▶ _TEXT SECTION_
┌────────

Global Studies and the Humanities

Notes on Global Studies and Critical Theory

Jan Nederveen Pieterse

Global Studies has tended to focus on how institutions manage and individuals experience the flow of goods, ideas, and artifacts across boundaries of various kinds, while Critical Theory tends to focus on the artifact and its communities of interpretation. How might the leading insights of Global Studies influence the further development of Critical Theory, which, especially in the realms of Post-Colonial and Cultural Studies? Can/should a humanities-inflected version of Global Studies act as a successor to Post-Colonial and Cultural Studies?

Critical theory in social science broadly parallels critical theory in humanities. A keynote of critical theory in social science is, following the Frankfurt school, an ‘emancipatory knowledge interest’, i.e. the touchstone of knowledge is whether it serves emancipation, writ large.

Keynotes of global studies thinking include approaches that are

  • Multicentric—i.e. rather than Eurocentric or west-centric
  • Plural—rather than singular (as in modernities rather than modernity)
  • Multiscalar—rather than privileging just the nation state
  • Multilevel—overcoming stratification bias (‘views from above’)

(Nederveen Pieterse 2013)

These are relevant in that as communities of interpretation widen and multiply so must the vantage points from which they, in turn, are comprehended.

We need more than ‘a humanities-inflected version of Global Studies’. Global studies cannot adequately deliver without humanities. Globalization is essentially increasing connectivity over time, which involves hardware (transport, communication, infrastructure) as well as software (subjectivities, institutions, norms). Trade languages, lingua franca are an example. The ‘commercial revolution’ of 1000 BCE was followed by the axial age of intercultural flourishing (800-300 BCE). The trading religions Buddhism and Islam accompanied the expansion of trade in Asia. The Levant trade was a precursor to and backdrop of the Renaissance.

Connectivity doesn’t deliver without accompanying cultural changes and subjectivities, the more so as connectivity becomes dense and complex. Ulrich Beck distinguished between cosmopolitanization (factual crossborder interplay) and cosmopolitanism (normative perspectives on crossborder interaction).

Global studies in relation to the humanities then broadly matches (and must match) social science reorientations and include:

  • Decentering—‘the centre of power is identical with the centre of truth’ (Havel 1985)

└────────

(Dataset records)
┌────────

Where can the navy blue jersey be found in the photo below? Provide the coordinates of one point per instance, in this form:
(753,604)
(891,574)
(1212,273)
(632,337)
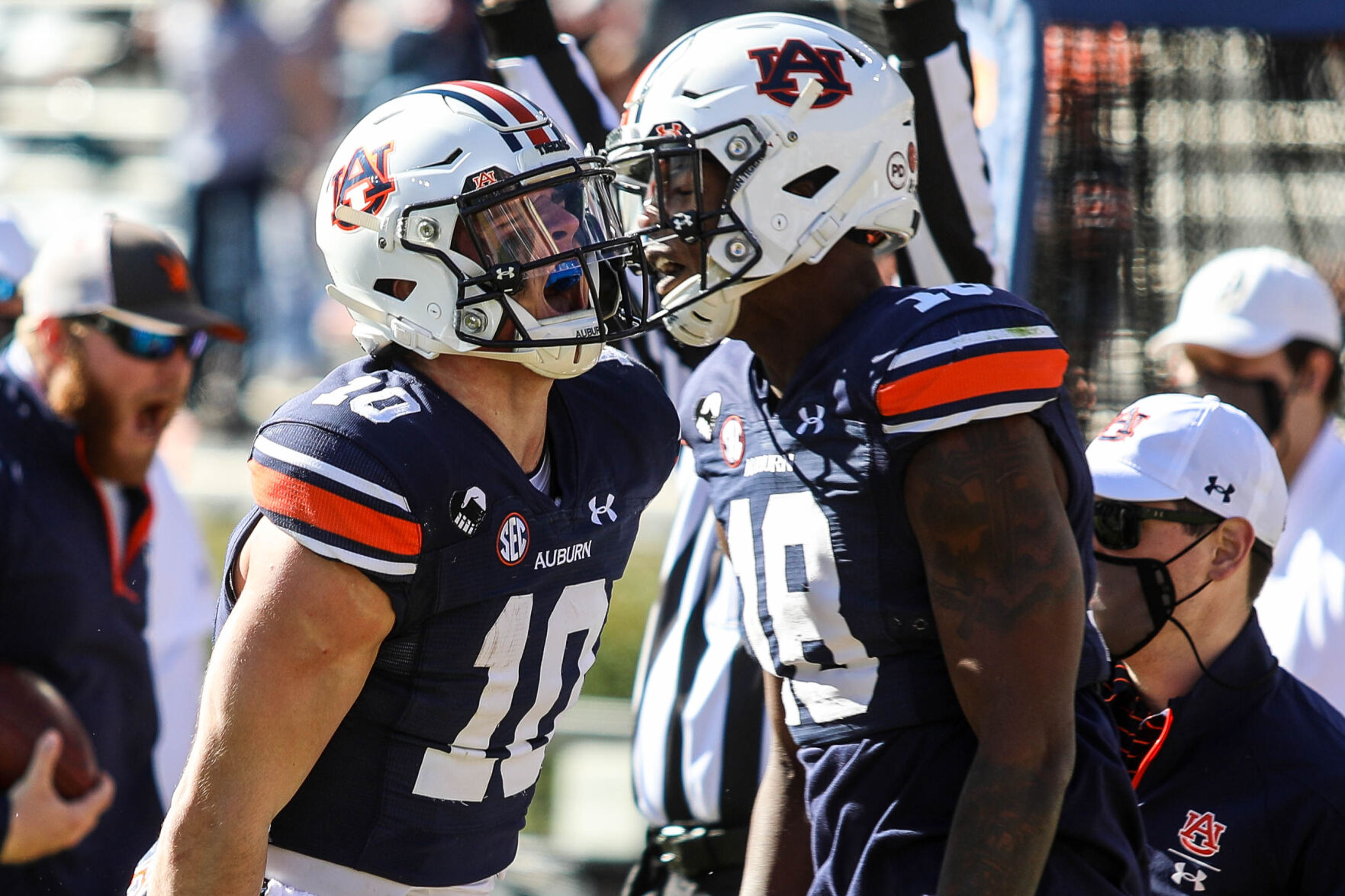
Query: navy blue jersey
(499,593)
(810,493)
(1242,788)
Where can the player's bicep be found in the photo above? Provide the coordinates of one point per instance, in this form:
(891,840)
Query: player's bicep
(986,505)
(287,667)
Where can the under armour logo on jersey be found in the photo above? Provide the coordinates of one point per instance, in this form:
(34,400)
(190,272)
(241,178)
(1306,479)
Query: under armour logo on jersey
(812,420)
(1200,834)
(467,510)
(706,412)
(511,541)
(1183,876)
(1123,426)
(1227,491)
(366,172)
(606,510)
(798,56)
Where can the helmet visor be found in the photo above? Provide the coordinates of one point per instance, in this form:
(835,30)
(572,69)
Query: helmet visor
(544,244)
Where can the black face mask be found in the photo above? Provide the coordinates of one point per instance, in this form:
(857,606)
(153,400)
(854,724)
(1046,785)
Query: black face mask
(1262,400)
(1131,625)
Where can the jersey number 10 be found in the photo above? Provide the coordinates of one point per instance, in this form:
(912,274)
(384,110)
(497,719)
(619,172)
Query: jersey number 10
(465,770)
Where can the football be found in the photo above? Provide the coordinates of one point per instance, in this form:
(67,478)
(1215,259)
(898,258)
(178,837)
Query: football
(30,705)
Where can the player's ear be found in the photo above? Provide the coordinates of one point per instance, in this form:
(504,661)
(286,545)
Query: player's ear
(1232,544)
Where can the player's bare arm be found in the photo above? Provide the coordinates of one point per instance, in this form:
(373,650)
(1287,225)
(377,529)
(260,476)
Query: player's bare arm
(285,670)
(779,857)
(986,503)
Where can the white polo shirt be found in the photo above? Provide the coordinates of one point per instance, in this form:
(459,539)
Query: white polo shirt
(1302,605)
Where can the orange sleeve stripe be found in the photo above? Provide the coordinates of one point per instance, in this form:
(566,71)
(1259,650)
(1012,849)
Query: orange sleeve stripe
(298,499)
(974,377)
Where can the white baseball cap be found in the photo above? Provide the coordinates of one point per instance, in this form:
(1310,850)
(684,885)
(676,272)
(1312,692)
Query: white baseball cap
(1174,445)
(1251,302)
(121,269)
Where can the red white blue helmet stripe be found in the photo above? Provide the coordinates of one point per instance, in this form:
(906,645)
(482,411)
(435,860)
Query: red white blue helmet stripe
(505,109)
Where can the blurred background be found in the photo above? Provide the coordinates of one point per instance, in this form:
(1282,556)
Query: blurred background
(1129,143)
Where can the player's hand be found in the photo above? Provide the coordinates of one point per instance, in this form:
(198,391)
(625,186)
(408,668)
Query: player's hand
(40,820)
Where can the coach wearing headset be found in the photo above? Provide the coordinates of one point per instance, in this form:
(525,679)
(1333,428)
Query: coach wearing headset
(101,359)
(1237,766)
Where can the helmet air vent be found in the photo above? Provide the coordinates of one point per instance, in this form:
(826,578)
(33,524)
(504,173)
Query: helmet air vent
(398,290)
(809,185)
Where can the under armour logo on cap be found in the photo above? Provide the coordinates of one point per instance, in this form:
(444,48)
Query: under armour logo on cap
(1227,491)
(176,269)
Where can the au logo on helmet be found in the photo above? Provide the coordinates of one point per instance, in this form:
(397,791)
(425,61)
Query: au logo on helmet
(366,174)
(487,178)
(779,65)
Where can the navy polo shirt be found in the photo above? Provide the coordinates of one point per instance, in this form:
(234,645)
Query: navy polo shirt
(1242,788)
(73,610)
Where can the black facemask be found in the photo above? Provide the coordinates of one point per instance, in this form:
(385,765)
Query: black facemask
(1130,628)
(1262,400)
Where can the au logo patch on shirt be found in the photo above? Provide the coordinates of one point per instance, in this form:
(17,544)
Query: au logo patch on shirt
(1202,833)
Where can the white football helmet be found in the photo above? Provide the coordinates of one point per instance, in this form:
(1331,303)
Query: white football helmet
(459,218)
(817,135)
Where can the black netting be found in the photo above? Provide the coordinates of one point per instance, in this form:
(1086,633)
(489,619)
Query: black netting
(1163,148)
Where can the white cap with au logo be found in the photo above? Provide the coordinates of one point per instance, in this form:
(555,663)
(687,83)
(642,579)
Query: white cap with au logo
(1176,445)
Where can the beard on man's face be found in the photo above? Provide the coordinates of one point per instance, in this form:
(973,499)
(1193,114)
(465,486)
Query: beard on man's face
(116,445)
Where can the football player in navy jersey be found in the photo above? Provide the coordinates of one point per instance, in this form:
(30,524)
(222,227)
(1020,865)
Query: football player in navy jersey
(420,589)
(900,483)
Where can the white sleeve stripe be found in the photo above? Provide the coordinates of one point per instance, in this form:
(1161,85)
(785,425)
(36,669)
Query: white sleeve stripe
(1006,334)
(951,85)
(964,417)
(323,468)
(357,560)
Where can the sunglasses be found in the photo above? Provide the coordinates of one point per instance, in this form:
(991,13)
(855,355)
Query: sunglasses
(1117,522)
(146,345)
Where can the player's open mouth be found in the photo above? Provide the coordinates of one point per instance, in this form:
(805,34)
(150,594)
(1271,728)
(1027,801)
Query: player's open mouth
(153,417)
(671,274)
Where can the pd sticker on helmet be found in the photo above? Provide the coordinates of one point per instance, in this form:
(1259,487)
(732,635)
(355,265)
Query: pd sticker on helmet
(779,65)
(366,174)
(897,171)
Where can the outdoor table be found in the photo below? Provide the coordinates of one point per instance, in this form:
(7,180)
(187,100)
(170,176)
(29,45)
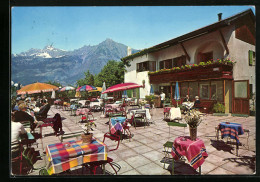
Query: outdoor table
(143,112)
(231,130)
(66,155)
(194,151)
(166,111)
(188,105)
(82,111)
(29,140)
(116,124)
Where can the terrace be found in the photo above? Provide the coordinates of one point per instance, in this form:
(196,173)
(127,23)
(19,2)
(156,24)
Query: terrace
(143,155)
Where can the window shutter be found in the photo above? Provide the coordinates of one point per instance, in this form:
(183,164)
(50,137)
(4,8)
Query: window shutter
(129,93)
(250,55)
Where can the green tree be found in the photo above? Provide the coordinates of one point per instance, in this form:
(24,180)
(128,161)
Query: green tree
(54,83)
(112,73)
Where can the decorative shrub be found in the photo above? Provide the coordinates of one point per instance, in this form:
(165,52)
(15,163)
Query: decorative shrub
(150,99)
(219,108)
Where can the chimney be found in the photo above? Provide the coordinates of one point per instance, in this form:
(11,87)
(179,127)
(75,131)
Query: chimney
(219,16)
(129,51)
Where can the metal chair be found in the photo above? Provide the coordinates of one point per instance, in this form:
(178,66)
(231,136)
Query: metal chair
(168,145)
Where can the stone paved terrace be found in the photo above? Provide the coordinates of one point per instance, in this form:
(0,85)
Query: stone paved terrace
(143,155)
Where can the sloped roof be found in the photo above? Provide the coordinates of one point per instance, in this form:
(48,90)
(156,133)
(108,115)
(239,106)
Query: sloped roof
(193,34)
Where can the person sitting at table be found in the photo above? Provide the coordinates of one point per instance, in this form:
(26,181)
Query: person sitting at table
(17,131)
(186,99)
(22,115)
(196,103)
(43,110)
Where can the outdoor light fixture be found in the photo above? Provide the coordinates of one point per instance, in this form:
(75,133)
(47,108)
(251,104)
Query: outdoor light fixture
(143,83)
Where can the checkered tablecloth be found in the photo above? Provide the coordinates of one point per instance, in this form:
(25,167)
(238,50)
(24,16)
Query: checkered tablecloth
(166,110)
(231,130)
(82,111)
(194,151)
(64,156)
(116,124)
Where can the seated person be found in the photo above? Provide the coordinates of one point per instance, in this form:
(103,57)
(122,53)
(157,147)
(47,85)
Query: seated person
(17,131)
(22,115)
(43,110)
(186,99)
(196,103)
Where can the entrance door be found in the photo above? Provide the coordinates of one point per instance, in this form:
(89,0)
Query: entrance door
(240,97)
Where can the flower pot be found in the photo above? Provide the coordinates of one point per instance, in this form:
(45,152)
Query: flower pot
(86,138)
(193,133)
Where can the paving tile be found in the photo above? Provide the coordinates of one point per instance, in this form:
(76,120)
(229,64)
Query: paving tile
(206,167)
(124,167)
(125,154)
(154,155)
(150,169)
(131,172)
(238,167)
(220,171)
(137,161)
(142,149)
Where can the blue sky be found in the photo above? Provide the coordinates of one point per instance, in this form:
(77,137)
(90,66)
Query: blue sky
(139,27)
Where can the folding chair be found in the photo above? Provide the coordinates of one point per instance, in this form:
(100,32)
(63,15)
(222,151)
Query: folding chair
(168,145)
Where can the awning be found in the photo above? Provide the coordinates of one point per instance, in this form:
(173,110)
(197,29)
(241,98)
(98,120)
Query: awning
(122,87)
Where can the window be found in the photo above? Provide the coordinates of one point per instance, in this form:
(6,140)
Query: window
(146,66)
(184,89)
(240,89)
(251,58)
(204,57)
(204,90)
(179,61)
(168,63)
(193,90)
(217,90)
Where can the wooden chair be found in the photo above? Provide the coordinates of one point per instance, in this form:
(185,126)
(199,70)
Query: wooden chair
(19,158)
(168,145)
(94,165)
(70,135)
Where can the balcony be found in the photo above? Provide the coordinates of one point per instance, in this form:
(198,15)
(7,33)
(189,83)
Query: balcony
(220,69)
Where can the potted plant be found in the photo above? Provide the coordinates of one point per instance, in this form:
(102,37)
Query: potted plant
(87,136)
(193,119)
(219,110)
(150,99)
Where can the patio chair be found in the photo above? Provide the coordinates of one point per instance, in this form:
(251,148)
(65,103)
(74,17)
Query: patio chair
(19,158)
(70,135)
(94,165)
(42,114)
(168,145)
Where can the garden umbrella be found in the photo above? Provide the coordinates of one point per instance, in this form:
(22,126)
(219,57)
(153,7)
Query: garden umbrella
(103,96)
(177,94)
(86,88)
(99,89)
(37,88)
(124,95)
(121,87)
(67,88)
(77,94)
(151,90)
(53,94)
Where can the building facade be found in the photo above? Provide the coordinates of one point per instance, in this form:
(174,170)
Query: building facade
(216,62)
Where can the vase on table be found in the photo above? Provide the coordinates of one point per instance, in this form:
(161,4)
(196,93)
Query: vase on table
(87,138)
(193,133)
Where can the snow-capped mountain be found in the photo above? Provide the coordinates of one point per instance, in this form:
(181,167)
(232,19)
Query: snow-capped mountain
(47,52)
(50,63)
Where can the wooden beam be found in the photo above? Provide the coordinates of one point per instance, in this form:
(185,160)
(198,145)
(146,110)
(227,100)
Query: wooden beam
(185,51)
(223,41)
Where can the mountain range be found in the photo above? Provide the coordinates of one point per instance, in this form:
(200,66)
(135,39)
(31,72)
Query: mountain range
(65,67)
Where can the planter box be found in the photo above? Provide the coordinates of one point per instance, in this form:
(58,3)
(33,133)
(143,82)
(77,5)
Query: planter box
(216,71)
(220,114)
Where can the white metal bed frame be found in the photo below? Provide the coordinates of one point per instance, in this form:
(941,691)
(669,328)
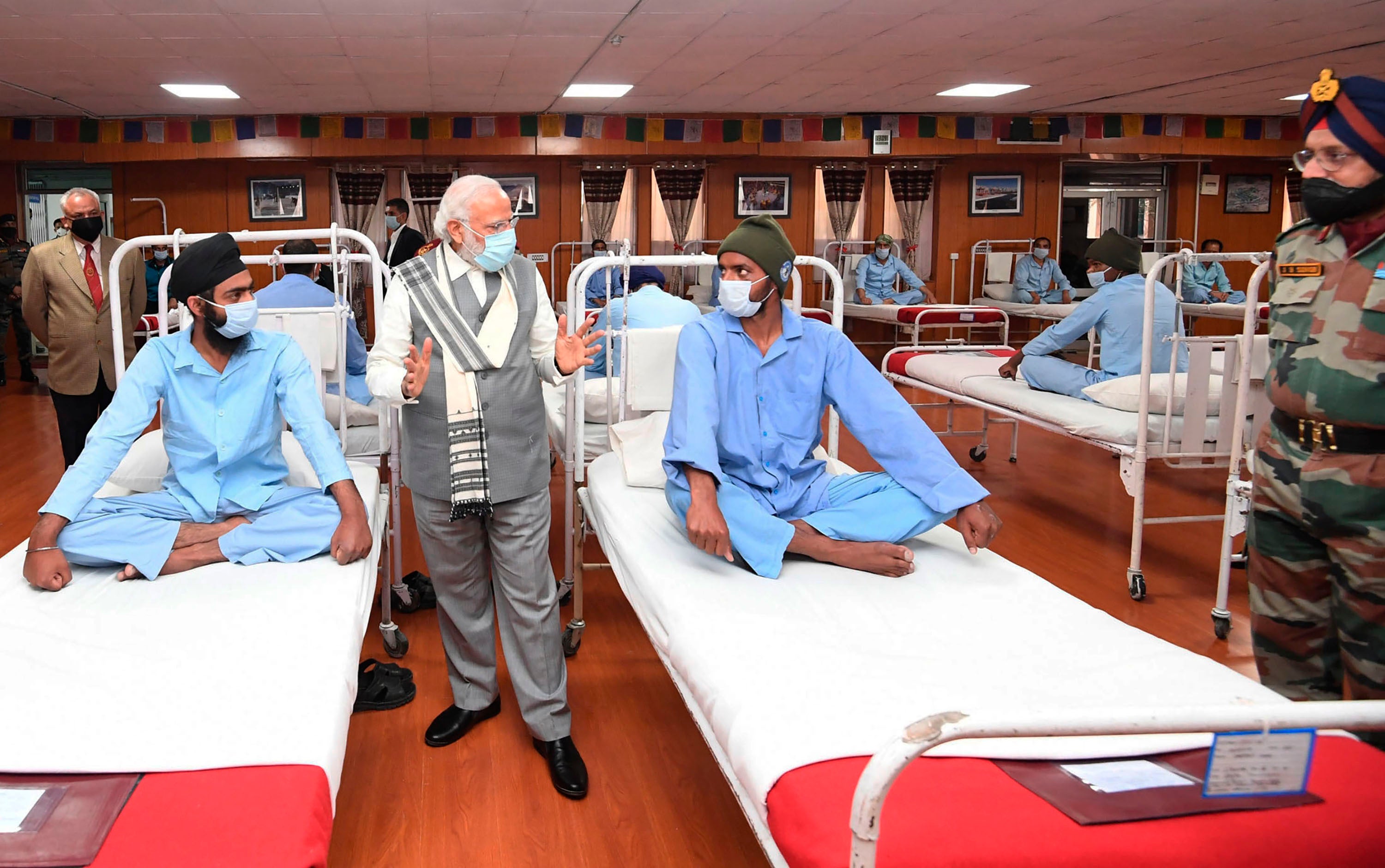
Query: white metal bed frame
(397,644)
(1135,458)
(574,456)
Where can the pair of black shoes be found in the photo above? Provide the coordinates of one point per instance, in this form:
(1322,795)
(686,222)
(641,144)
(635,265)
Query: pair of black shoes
(566,767)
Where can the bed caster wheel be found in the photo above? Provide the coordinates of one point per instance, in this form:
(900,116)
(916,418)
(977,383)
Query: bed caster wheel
(571,641)
(1136,582)
(1222,626)
(397,644)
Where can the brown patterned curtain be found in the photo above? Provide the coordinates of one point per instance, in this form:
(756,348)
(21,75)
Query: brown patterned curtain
(602,189)
(424,190)
(843,185)
(358,203)
(912,186)
(679,186)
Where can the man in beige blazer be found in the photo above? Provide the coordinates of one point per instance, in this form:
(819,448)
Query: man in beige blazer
(67,302)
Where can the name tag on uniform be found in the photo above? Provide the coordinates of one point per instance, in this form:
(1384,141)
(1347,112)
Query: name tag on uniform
(1300,269)
(1273,763)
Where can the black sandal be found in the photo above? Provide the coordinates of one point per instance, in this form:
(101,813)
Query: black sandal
(383,686)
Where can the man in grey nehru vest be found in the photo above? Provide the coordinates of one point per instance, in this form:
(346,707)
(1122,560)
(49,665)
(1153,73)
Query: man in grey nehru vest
(476,457)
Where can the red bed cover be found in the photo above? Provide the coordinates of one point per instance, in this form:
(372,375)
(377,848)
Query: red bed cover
(966,812)
(259,816)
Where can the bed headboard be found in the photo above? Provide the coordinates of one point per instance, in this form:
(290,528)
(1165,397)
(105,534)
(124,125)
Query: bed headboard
(650,356)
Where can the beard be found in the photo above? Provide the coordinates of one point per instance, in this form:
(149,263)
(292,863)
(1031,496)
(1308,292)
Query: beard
(217,340)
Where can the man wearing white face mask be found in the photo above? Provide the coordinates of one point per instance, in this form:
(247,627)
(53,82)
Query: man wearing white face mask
(750,390)
(476,458)
(1117,312)
(226,392)
(1039,280)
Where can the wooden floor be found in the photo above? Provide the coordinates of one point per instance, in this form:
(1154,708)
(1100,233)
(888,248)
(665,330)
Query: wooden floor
(657,795)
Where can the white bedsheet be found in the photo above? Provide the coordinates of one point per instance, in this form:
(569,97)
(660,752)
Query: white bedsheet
(977,377)
(827,662)
(1017,309)
(217,668)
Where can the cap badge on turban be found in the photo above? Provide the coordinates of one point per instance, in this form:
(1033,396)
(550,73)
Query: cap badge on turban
(1325,89)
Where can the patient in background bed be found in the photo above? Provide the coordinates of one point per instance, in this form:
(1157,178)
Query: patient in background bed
(1117,312)
(228,390)
(751,386)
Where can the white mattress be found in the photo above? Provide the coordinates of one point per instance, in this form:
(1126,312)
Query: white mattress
(827,662)
(217,668)
(1017,309)
(977,377)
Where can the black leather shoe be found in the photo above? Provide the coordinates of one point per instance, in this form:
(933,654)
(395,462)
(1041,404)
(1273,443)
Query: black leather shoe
(566,766)
(455,723)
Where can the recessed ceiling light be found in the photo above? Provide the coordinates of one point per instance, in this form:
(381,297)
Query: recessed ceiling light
(201,92)
(597,90)
(982,90)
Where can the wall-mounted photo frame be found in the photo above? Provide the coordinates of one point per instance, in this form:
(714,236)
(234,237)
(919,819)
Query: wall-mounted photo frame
(995,196)
(764,194)
(1248,194)
(523,192)
(277,199)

└────────

▶ _TASK SET_
(a) In the notes on global studies and critical theory, which two terms did Ulrich Beck distinguish between?
(b) Continue the notes on global studies and critical theory from their last line.

▶ _RESULTS IN ORDER_
(a) Cosmopolitanization (factual crossborder interplay) and cosmopolitanism (normative perspectives on crossborder interaction).

(b)
  • Thinking plural—rather than a canon, which implies a single center of power, the continuity of a classical tradition, crosscutting sensibilities are relevant (as in social history, feminist studies, Subaltern Studies)
  • An emphasis on idiographic rather than nomothetic knowledge
  • As communities of interpretation widen (aka ‘globalization’) so will the criteria of interpretation. In dialectical fashion this usually evokes both widening circles of identification (as in cosmopolitanism) and nativist reactions; building bridges and building walls.

 

Can/should a humanities-inflected version of Global Studies act as a successor to Post-Colonial and Cultural Studies?

A successor to postcolonial studies—yes, in that postcolonial studies is a sequel to decolonization and involves revisiting colonialism and perspectives on North-South relations in the wake of decolonization (critiques of ‘northern epistemologies’, plea for pluriversality, etc.). In the 21st century East-South relations (Asian drivers, China and Latin America, new Silk Roads, etc.) have become as important as North-South relations, a geoeconomic matrix change that requires retooling perspectives.

A successor to cultural studies—no because cultural studies is a field rather than a cluster of perspectives. Cultural studies is continually evolving and engages 21C dynamics. Much cultural studies is already multicentric (as in cultural studies in/of the Arab world, Latin America, etc.), multiscalar (ranging from local, national, crossborder, regional, global trends) and recognizes hybridity. Arguably, it is less often plural in outlook given the overhang of enduring paradigms and conceptualizations (e.g. binary thinking). 

If we conceive the Enlightenment as a European project, what reformulations of fundamental assumptions about the arts that originated in that era does the translation of the humanities into a global context require?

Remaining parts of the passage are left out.